=== YOUR INSTRUCTIONS ===
Return every line of the entries below that contains the word "rocky", copying each line unchanged. Case counts, so a line with only a differently capitalized form does not match.

>>>

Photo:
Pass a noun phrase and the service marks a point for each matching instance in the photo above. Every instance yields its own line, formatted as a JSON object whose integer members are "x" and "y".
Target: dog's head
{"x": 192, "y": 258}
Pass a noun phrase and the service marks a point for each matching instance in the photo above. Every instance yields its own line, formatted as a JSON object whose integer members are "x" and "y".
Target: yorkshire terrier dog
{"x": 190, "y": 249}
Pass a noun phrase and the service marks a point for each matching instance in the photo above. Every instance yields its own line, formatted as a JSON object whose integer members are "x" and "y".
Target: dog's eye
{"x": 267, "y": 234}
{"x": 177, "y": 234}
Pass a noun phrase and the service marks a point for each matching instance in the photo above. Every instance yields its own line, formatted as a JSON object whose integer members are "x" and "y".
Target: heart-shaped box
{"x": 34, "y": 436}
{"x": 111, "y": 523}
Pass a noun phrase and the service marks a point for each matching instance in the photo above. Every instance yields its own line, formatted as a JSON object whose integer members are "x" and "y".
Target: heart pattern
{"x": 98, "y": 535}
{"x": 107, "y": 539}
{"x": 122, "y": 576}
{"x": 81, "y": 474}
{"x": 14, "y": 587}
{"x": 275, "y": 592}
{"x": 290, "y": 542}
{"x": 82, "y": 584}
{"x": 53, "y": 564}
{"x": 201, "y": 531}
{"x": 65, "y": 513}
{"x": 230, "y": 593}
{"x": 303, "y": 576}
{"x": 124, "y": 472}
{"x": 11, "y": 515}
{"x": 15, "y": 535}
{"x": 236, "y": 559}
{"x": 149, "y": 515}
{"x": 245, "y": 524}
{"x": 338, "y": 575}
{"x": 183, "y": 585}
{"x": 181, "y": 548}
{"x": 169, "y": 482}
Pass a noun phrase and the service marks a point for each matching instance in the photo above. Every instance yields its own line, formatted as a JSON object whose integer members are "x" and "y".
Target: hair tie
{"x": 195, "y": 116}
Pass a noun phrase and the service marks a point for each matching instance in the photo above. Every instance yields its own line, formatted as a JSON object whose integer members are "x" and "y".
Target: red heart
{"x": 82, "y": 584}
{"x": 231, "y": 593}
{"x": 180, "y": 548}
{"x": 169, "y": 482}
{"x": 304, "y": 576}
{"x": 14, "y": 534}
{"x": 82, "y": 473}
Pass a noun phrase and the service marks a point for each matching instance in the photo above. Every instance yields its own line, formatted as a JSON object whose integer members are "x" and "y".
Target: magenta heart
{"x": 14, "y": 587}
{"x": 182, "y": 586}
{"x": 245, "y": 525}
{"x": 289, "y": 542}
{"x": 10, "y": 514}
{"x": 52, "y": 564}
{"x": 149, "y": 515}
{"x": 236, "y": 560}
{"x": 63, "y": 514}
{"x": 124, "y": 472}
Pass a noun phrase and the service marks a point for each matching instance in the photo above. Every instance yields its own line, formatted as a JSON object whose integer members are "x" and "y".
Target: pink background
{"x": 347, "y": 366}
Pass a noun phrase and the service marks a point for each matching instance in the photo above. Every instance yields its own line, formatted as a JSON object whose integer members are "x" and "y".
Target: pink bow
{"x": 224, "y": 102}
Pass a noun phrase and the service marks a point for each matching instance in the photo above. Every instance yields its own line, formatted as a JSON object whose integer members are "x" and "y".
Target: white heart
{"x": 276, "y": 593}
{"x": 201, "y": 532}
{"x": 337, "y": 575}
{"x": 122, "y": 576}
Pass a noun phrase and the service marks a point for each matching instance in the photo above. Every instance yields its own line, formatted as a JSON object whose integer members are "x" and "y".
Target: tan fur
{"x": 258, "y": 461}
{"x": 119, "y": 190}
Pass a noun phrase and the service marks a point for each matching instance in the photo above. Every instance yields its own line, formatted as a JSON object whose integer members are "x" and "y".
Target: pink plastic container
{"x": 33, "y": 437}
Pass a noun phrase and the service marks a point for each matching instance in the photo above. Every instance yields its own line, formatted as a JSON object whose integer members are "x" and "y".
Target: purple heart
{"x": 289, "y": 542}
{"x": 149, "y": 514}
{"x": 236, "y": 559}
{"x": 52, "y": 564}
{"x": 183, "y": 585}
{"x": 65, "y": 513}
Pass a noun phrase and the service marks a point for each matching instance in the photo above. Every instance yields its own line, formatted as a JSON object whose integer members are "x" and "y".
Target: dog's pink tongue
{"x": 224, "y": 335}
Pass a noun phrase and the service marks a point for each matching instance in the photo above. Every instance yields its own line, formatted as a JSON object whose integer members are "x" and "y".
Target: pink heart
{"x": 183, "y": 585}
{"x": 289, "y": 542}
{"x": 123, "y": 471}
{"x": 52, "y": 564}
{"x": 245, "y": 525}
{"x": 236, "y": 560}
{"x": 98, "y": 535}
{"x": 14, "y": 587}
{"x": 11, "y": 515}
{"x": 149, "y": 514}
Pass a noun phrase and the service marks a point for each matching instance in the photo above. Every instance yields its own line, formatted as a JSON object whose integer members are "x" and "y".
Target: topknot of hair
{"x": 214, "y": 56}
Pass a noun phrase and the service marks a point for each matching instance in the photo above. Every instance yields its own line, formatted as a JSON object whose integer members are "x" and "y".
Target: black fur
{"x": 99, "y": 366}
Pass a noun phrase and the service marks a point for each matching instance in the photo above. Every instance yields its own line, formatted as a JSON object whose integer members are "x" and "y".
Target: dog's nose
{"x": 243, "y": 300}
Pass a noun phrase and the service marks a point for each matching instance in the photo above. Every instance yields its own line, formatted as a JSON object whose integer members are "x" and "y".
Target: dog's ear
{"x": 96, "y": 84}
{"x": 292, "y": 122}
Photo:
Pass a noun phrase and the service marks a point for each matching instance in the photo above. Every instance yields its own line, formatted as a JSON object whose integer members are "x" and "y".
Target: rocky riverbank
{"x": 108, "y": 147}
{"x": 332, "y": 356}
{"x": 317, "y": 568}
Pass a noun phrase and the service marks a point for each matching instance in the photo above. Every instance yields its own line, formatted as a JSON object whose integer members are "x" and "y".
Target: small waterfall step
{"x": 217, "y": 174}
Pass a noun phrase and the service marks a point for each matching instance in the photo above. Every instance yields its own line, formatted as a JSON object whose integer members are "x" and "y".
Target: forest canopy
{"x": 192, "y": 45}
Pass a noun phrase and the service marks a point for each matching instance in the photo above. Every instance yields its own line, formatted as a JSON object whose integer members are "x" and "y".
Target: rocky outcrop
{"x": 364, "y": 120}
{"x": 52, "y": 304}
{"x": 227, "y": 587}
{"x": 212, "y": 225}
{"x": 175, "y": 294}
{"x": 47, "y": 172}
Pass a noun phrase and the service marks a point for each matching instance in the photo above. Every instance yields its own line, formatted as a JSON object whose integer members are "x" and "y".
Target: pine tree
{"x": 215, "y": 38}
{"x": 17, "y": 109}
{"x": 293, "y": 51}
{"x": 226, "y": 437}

<<<
>>>

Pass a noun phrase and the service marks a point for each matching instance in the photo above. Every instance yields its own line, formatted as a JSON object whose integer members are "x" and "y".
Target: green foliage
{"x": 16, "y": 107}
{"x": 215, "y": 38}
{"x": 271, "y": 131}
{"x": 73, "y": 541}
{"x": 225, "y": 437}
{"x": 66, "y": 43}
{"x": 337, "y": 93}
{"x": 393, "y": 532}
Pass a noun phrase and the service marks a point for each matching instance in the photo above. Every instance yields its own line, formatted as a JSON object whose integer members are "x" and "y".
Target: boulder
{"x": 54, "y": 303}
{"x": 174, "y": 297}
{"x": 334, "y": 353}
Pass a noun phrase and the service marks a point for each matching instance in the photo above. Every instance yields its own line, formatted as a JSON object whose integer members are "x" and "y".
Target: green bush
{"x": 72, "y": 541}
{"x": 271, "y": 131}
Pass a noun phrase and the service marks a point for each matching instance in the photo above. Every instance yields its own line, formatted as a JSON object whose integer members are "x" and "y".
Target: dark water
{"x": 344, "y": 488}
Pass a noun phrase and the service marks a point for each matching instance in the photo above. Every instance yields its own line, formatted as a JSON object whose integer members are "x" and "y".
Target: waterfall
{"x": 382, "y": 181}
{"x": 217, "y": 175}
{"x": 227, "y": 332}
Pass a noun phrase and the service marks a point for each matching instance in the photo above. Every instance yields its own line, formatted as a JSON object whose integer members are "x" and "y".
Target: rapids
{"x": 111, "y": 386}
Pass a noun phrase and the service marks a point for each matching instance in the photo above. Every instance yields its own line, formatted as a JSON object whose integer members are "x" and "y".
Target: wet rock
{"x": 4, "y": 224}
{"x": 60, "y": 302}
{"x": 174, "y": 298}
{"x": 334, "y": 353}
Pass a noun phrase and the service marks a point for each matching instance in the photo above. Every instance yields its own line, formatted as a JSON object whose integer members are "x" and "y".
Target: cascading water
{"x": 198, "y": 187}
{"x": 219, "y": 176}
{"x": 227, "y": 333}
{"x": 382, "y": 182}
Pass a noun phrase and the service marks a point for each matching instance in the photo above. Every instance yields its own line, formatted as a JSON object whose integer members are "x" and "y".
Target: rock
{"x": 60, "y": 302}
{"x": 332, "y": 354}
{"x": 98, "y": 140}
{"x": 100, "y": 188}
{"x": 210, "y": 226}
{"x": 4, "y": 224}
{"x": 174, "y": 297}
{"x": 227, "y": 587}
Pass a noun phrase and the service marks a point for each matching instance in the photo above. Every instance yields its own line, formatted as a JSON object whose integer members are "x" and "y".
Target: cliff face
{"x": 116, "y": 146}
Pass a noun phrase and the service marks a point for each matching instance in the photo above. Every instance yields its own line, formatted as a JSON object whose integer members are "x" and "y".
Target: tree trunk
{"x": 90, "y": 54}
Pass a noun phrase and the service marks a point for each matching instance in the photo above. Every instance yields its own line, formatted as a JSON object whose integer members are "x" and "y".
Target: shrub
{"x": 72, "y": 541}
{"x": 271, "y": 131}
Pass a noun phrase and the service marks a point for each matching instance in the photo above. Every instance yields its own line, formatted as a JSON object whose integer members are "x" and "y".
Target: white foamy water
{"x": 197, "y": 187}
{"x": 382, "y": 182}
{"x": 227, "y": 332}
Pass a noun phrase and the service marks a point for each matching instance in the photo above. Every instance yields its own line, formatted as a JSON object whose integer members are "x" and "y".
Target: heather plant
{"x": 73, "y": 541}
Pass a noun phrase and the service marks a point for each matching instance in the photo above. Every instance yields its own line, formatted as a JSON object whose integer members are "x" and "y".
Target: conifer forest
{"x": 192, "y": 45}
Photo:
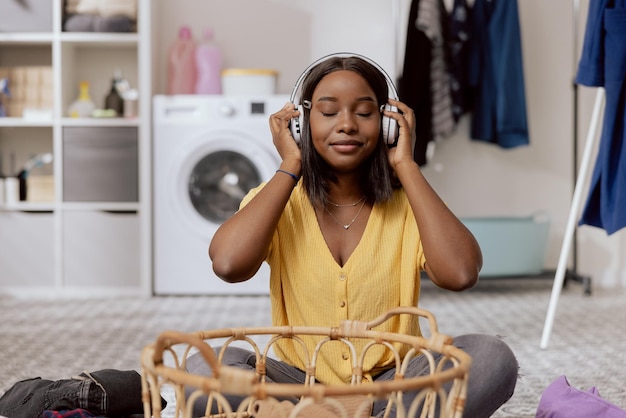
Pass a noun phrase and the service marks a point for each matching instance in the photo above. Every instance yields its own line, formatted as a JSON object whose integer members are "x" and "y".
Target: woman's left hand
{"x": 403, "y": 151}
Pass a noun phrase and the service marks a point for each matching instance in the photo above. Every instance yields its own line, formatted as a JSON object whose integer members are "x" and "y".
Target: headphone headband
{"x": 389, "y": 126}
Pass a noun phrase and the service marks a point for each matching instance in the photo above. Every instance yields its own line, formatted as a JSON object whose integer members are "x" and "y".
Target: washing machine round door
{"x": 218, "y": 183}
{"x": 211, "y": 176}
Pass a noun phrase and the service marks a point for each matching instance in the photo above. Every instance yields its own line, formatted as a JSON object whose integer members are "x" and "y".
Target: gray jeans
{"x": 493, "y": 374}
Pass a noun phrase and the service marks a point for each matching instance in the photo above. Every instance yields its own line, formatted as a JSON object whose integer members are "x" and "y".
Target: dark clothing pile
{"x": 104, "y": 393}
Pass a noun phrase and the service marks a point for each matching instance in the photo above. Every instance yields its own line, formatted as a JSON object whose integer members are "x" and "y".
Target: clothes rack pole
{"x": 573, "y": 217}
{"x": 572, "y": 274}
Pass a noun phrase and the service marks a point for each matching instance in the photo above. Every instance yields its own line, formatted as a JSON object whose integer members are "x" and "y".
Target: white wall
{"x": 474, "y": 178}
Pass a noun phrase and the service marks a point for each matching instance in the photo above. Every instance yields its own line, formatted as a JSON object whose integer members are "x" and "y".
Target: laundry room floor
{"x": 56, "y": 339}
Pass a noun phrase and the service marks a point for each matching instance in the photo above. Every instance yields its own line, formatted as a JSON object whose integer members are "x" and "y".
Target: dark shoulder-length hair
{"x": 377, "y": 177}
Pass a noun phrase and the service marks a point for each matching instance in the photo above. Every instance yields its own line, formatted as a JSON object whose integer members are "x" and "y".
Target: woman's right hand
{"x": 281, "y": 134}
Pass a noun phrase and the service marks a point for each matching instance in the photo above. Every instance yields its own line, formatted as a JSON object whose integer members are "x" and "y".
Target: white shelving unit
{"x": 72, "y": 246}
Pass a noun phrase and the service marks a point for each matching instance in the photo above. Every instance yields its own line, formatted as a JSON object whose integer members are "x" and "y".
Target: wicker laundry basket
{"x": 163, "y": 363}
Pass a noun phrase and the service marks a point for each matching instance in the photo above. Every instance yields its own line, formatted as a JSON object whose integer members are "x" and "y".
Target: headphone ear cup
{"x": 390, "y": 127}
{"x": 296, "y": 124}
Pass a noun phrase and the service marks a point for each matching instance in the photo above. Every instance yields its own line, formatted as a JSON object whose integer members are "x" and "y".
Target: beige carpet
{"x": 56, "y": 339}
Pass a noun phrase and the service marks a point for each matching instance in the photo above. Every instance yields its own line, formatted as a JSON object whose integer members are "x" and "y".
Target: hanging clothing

<<<
>>>

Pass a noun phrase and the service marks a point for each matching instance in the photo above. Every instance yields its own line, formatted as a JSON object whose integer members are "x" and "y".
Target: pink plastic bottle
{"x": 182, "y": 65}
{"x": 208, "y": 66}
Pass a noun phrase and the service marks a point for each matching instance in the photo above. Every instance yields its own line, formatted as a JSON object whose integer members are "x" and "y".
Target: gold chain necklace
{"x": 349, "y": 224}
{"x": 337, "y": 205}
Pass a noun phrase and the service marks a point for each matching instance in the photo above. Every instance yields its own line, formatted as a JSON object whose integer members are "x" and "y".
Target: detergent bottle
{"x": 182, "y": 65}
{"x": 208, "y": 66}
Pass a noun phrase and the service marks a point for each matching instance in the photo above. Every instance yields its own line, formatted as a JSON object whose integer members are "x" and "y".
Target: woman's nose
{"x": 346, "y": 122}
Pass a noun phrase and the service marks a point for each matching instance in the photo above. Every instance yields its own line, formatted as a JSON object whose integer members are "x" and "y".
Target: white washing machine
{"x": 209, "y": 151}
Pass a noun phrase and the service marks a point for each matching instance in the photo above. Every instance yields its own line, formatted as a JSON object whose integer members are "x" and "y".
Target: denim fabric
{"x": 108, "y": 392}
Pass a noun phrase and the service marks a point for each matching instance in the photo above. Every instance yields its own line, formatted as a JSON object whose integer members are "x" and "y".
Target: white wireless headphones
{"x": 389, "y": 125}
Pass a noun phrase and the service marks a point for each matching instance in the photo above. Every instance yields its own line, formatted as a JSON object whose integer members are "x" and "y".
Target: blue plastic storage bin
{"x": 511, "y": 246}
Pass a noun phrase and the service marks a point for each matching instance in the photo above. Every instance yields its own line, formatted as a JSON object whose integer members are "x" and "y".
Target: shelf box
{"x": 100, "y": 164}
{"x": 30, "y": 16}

<<<

=== TASK RESULT ===
Target: rocky riverbank
Target: rocky outcrop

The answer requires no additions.